Return an exact transcript of the material below from the line containing "Query: leash" through its final line, and no other lines.
——————————
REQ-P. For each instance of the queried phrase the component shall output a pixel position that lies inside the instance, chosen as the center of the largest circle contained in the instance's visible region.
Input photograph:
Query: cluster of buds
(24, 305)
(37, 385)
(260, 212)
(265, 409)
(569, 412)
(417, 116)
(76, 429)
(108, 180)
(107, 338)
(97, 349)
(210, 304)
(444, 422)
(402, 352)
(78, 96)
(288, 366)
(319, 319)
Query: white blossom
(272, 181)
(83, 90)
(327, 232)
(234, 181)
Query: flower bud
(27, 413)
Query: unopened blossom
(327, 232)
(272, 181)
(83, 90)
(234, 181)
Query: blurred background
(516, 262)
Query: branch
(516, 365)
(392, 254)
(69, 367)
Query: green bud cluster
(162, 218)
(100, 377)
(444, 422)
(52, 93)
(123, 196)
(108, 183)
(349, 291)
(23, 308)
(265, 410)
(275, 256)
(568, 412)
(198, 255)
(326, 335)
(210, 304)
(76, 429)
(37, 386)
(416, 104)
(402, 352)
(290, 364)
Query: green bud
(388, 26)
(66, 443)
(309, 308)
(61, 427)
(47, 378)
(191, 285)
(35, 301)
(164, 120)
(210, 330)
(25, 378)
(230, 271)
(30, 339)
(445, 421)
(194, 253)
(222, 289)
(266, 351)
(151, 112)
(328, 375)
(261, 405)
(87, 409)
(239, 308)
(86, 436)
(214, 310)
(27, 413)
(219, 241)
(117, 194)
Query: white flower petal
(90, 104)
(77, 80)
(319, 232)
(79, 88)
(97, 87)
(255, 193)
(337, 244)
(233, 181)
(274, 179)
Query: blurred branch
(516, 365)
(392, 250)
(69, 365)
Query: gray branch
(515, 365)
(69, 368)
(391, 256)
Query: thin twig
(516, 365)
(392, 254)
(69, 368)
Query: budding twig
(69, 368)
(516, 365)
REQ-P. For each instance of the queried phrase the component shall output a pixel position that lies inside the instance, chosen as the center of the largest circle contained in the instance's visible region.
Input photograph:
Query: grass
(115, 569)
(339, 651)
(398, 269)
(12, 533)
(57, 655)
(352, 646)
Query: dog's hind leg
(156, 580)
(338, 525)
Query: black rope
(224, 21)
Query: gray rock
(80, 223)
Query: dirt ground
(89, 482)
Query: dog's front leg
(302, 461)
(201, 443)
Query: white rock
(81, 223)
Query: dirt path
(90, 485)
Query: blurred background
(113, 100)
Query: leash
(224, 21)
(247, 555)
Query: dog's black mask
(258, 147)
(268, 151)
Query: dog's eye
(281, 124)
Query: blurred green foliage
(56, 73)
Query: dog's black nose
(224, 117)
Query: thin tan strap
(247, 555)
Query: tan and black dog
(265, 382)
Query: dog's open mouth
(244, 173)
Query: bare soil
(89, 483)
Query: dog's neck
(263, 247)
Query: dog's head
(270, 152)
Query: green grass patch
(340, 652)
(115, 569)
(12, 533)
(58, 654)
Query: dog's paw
——————————
Task answer:
Query: leash
(224, 21)
(247, 555)
Query: dog's black mask
(258, 147)
(268, 151)
Query: dog's eye
(281, 124)
Query: blurred green foliage
(56, 73)
Query: dog's black nose
(224, 117)
Query: thin tan strap
(247, 555)
Query: tan and black dog
(265, 382)
Query: dog's open mouth
(244, 173)
Query: bare soil
(89, 483)
Query: dog's neck
(263, 247)
Query: dog's head
(270, 152)
Query: green grass patch
(340, 652)
(115, 569)
(12, 533)
(58, 654)
Query: dog's paw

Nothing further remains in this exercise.